**Given problem**
Please give the entries below again, swapping "snug" for "tight" throughout and leaving everything else unchanged.

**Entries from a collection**
[Start]
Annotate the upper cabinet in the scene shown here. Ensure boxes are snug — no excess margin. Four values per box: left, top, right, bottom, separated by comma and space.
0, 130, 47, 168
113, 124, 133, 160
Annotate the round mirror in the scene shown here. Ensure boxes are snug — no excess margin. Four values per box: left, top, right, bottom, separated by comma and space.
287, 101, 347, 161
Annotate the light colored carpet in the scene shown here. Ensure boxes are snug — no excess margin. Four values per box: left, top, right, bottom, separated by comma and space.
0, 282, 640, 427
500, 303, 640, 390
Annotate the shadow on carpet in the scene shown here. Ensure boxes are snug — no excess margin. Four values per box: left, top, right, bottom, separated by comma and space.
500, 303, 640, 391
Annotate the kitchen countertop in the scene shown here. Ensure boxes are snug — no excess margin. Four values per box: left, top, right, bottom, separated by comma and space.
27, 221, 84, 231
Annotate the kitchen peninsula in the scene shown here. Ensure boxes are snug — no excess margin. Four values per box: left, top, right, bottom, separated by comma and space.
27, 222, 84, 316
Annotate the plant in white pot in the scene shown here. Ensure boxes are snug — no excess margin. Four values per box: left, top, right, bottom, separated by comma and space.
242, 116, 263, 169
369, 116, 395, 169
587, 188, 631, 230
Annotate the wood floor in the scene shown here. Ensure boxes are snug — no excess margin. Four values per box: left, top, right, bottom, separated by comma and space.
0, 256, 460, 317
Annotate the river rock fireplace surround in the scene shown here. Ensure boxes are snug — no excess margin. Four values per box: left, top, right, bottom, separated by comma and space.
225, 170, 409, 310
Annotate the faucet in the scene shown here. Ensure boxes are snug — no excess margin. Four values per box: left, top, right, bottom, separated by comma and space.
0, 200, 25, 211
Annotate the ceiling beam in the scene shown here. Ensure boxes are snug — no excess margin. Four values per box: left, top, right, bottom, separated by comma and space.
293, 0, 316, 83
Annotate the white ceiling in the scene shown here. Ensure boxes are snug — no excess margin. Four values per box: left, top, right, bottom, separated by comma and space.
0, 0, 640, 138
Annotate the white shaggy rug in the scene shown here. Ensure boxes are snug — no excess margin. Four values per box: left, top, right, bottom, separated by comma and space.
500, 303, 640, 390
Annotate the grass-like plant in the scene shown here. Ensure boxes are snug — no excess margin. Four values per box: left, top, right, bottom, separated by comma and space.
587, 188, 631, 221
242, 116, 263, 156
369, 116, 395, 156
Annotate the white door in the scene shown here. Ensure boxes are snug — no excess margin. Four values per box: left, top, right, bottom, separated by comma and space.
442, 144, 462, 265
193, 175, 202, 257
[End]
**Result**
Annotate the upper cabinet in the scene shown here. Ensure boxes are tight — no excess margin. Four values per box: left, top, right, bottom, separated by comma and space.
0, 130, 47, 168
113, 124, 133, 160
Annotate the round mirror in the scene shown here. Ensure boxes are tight — no excess margin. Four values per box: left, top, right, bottom, separated by comma and space.
287, 101, 347, 161
Annotate the light colored carpet in the scene shown here. Ensure boxes are tight — no excess margin. Four values per box: left, top, right, bottom, separated by comma and space.
0, 282, 640, 427
500, 303, 640, 390
Annotate the shadow on carpet in the scene shown here. Ensure boxes are tight — no excess margin. Four values per box: left, top, right, bottom, separated by comma and space.
500, 303, 640, 391
Annotate the kitchen countertop in the scene shown here. Ensure boxes are tight — no excess margin. Four values per box: left, top, right, bottom, separated by comma and space.
27, 221, 84, 231
Annotate the kitchen peninsula in the scene shown here. Ensure boxes are tight — no excess margin. Four values per box: left, top, right, bottom, separated by comma and space.
27, 222, 84, 316
Annotate the plant in white pot in the scene shown here. Ensure boxes are tight — no excess margin. Four values per box: left, top, right, bottom, separated by comma and space.
242, 116, 263, 169
369, 116, 395, 169
587, 188, 631, 230
Annotate the wood floor in the scene shown here. Ensure boxes are tight — no excess margin. Four values per box: left, top, right, bottom, separated by comma and space.
0, 256, 460, 317
Annotate the river rock fireplace surround in the scene shown here. Ensure boxes are tight — no excess margin. Four values per box: left, top, right, bottom, separated by comma and space.
225, 170, 409, 310
Annotate the faucet in the scene shown here. Ensure boxes are tight — no excess margin. Four values per box: left, top, right, bottom, separated by comma and space.
0, 200, 25, 211
Annotate the ceiling beam in the scene shown here. Ensure boxes are tight — no excess margin. Four values per box: left, top, right, bottom, separated by comma and space.
293, 0, 316, 83
Annotate the white ceiling in the scene shown here. Ensure boxes are tight — no excess margin. Four values per box: left, top, right, bottom, separated by comma and space.
0, 0, 640, 138
Annotate the white shaggy rug in the scene shown here. Ensure boxes are tight — no excess margin. Four values per box: left, top, right, bottom, separated by comma and space.
500, 303, 640, 390
Annotate the grass-like plant in the scene shown here. Ensure boxes are tight — no excess margin. Four values per box: left, top, right, bottom, separated by comma and space.
587, 188, 631, 221
242, 116, 263, 156
369, 116, 395, 156
Annotate the white door in the scene shown here. Ensure boxes are tight — no excess margin. Four values per box: left, top, right, bottom, separated by comma and space.
442, 144, 462, 265
193, 175, 202, 257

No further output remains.